▸ **Stated problem**: Recast every line of the entries below as a numbered list, skipping any blank lines and leaving the pictures out.
··· Exercise materials
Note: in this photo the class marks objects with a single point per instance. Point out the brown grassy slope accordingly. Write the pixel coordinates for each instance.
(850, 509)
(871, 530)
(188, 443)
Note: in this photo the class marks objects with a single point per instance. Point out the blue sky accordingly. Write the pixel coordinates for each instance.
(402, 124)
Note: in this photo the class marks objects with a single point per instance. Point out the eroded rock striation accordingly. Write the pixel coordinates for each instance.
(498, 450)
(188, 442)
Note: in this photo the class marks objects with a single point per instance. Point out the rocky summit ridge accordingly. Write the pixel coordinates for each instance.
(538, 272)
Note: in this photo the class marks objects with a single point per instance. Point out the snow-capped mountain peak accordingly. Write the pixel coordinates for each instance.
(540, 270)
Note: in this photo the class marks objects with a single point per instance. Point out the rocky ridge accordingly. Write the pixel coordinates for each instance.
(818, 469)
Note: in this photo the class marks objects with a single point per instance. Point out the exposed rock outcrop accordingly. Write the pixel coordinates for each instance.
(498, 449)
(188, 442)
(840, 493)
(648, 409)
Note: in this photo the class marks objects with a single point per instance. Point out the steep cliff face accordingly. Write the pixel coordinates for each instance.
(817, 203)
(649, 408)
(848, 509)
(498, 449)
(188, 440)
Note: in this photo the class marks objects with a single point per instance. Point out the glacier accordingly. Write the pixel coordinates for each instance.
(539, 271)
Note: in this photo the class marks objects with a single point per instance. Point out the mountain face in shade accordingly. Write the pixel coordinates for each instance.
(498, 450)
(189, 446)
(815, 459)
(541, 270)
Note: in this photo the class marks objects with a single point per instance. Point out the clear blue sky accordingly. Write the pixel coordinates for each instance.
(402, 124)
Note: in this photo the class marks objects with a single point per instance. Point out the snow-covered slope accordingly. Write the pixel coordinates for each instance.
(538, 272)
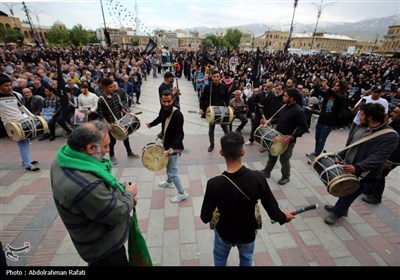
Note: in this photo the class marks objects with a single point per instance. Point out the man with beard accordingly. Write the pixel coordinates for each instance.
(171, 120)
(365, 160)
(93, 205)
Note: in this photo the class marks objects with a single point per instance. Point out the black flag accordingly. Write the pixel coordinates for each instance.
······
▸ **Task output**:
1. Note: in this photo the class marks objects with a single point per instance. Point out the brown grassy slope accordingly. Write the pixel coordinates for each instance.
2. (850, 509)
3. (871, 530)
4. (188, 443)
5. Note: in this photo the class marks objects with a single point per instance. Point out the blue sky accordingly. Write the pixel coordinates for each instance.
6. (402, 124)
7. Note: in this photo the class marks objects with a single point per instance. Point out the eroded rock striation accordingly. Write the pixel coordinates for each instance.
8. (498, 450)
9. (188, 442)
10. Note: in this photo the class marks objects with a single point per instance. Point out the rocky summit ridge accordingly. Write the pixel coordinates for each instance.
11. (538, 272)
12. Note: in this photo the class marks objects with a single point per instance. Point out the snow-capped mountain peak accordingly. Write the pixel coordinates for each instance.
13. (540, 270)
14. Note: in this photo the class marks objects with a single point per instance. Point out the rocky ridge accordingly. Write the pixel coordinates for each instance.
15. (818, 469)
16. Note: in this photo the class marks objects with a single point per instance. Point out the exposed rock outcrop accordingly. Write the pixel coordinates for each instance.
17. (498, 449)
18. (188, 442)
19. (840, 493)
20. (648, 409)
21. Note: in this photo the class marks objects with a single point per instance. Point out the steep cliff face accordingly. Write the pixel coordinates for each instance.
22. (817, 203)
23. (649, 408)
24. (848, 509)
25. (498, 449)
26. (188, 440)
27. Note: in this photo the class marks objects with a single point per instance. Point out the glacier accordingly. Write the pixel coordinates for each instance.
28. (539, 271)
29. Note: in this photo the class marks objects with a single point per instance. Point out the mountain face in shade accordingly. Write the pixel coordinates for each instance.
30. (498, 450)
31. (189, 446)
32. (815, 459)
33. (541, 270)
34. Note: in this photo the class marks objects with a single point per instance. Point out the clear blue sky accordingly. Write the pixel coordinates for each instance.
35. (402, 124)
36. Note: in this photo the class marks objects with a single point per instance. Point out the snow-covered slope accordingly. Write the pixel coordinates for each instance.
37. (538, 272)
38. Note: in this photo the class marks objects with a single point per instance. Point out the man with beard accordingly. Write the pixel coordinates for each instance.
39. (171, 120)
40. (365, 160)
41. (93, 205)
42. Note: in this photo the class marks objects with a single point per instance. Point out the black flag accordingly. Write the pixel coordinates for each instance.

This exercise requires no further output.